[[ Exercise materials open ]]

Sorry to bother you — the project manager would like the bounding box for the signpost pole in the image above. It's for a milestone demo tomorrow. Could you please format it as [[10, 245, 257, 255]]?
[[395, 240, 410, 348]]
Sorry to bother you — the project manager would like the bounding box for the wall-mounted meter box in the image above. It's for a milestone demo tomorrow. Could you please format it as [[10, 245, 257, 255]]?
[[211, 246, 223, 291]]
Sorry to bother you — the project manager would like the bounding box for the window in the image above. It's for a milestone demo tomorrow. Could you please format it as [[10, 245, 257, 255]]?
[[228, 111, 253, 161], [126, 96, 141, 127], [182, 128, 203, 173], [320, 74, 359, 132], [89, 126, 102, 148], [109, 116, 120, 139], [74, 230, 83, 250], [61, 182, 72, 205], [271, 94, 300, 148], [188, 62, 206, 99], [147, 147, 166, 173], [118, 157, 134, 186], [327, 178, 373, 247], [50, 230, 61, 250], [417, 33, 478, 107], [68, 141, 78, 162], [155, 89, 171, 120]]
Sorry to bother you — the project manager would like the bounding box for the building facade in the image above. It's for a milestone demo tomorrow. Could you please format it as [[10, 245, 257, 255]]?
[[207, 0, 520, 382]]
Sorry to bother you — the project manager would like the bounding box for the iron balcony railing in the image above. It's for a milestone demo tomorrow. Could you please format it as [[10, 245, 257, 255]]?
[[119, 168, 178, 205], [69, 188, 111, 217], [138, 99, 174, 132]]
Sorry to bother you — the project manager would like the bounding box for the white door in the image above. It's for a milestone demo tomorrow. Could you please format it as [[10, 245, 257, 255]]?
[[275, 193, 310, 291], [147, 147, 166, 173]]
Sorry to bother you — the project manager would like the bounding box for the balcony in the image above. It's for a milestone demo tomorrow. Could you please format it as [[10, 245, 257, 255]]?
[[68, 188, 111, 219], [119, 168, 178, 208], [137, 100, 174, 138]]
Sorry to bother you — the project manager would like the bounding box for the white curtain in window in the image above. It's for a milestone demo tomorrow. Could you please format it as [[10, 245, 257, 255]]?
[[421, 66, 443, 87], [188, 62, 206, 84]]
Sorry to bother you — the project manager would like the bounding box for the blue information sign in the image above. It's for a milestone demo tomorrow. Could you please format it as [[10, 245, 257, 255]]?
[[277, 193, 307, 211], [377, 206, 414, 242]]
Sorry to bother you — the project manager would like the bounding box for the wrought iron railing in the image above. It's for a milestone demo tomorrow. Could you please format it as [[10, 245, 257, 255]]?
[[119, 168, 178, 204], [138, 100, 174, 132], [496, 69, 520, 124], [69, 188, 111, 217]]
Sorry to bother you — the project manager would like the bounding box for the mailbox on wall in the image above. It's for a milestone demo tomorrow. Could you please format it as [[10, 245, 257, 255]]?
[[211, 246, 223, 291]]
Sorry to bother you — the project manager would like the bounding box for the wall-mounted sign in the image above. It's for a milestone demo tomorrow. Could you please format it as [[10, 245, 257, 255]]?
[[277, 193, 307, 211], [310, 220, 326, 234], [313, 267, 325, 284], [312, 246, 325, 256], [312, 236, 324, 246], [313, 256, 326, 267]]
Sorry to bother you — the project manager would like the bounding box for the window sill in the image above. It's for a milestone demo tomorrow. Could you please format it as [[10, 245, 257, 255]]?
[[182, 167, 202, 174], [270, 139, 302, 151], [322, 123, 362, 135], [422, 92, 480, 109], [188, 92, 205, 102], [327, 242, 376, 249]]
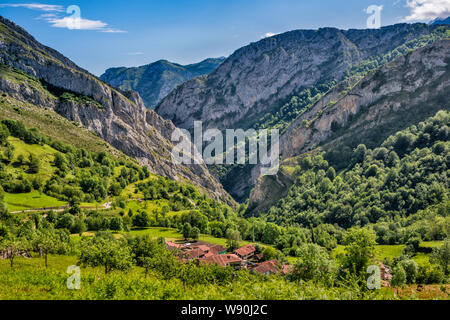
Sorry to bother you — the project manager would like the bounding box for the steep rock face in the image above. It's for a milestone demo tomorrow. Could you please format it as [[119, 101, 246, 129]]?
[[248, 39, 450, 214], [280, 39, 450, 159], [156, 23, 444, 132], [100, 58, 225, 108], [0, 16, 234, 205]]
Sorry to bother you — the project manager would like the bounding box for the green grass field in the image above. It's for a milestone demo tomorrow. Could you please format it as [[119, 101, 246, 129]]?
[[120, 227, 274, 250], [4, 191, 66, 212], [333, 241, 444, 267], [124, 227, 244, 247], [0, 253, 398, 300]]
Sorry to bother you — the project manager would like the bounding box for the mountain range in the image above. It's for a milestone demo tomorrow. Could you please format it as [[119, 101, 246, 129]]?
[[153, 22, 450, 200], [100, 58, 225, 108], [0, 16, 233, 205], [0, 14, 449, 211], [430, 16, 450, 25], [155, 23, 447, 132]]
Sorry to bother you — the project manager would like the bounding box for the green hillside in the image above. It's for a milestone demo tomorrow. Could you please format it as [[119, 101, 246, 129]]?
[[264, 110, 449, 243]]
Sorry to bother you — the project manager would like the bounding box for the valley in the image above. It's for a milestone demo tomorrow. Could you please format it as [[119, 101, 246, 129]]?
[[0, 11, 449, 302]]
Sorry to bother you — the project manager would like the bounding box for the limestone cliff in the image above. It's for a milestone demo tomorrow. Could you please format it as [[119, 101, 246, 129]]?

[[ Exercise materials closed ]]
[[ Exercise materials open ]]

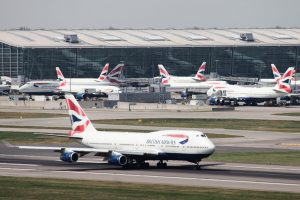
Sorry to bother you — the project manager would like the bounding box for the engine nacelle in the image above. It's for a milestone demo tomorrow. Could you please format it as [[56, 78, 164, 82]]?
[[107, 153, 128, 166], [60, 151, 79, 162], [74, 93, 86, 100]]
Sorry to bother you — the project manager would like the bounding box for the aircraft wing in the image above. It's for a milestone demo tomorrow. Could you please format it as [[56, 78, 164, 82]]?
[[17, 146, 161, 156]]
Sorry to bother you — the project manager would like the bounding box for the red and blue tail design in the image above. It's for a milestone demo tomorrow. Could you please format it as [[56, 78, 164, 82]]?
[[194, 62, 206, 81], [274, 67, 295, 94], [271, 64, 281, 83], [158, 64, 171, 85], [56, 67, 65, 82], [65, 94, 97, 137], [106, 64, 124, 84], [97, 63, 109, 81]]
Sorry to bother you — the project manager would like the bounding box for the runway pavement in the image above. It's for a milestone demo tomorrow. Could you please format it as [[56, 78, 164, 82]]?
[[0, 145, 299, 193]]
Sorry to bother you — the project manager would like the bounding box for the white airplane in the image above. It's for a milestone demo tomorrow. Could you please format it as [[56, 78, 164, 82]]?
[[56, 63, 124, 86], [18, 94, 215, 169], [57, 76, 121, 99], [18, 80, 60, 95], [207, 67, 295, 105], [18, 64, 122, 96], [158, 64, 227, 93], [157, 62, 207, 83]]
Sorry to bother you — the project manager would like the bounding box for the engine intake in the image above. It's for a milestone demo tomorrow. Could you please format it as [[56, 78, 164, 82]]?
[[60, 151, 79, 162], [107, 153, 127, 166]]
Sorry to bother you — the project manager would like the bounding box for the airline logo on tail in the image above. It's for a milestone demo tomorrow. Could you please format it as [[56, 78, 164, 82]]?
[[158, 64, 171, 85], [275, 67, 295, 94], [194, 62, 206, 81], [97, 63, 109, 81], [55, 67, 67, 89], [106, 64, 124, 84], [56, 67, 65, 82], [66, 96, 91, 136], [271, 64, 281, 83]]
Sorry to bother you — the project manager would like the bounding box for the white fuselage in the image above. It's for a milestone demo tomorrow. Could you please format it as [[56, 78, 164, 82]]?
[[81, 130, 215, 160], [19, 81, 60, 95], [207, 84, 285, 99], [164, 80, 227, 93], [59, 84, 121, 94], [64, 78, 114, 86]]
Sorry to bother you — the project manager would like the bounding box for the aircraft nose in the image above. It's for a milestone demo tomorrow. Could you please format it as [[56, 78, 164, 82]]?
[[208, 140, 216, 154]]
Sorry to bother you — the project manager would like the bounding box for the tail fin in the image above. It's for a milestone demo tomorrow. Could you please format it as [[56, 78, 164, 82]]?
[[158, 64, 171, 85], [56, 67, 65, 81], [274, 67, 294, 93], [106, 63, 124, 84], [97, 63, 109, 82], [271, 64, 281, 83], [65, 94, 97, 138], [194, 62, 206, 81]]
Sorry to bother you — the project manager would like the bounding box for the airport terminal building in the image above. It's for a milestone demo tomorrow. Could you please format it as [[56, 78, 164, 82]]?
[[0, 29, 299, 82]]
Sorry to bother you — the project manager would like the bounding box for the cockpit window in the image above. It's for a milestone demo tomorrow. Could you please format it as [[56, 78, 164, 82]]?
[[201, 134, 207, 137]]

[[ Exercise materials closed ]]
[[ Exercise materials open ]]

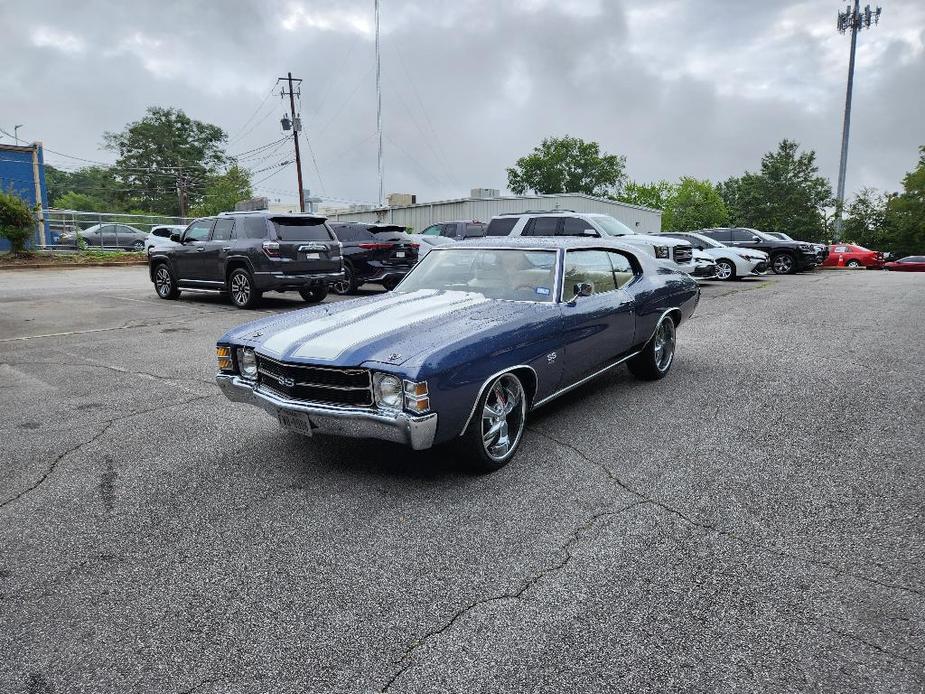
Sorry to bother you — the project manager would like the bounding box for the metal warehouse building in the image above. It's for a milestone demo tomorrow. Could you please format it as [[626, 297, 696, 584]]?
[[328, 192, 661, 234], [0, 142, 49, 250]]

[[ Exercise materials closed ]]

Instructions for the task:
Working from the data above, extract solely the lines from the one containing "for the valley" through the one containing "for the limestone", exactly as they appear, both included.

Answer to this exercise:
Sorry to bother you — the project manager would like the bounding box for the valley in the image above. It's for a milestone demo tomorrow. Could you please format it as [[119, 101, 246, 129]]?
[[0, 11, 449, 302]]
Sorry to bother you — the project manager would like the bounding box for the limestone cliff in the image above. It's for a milestone demo tomorrow. Could you please format it as [[119, 101, 246, 129]]?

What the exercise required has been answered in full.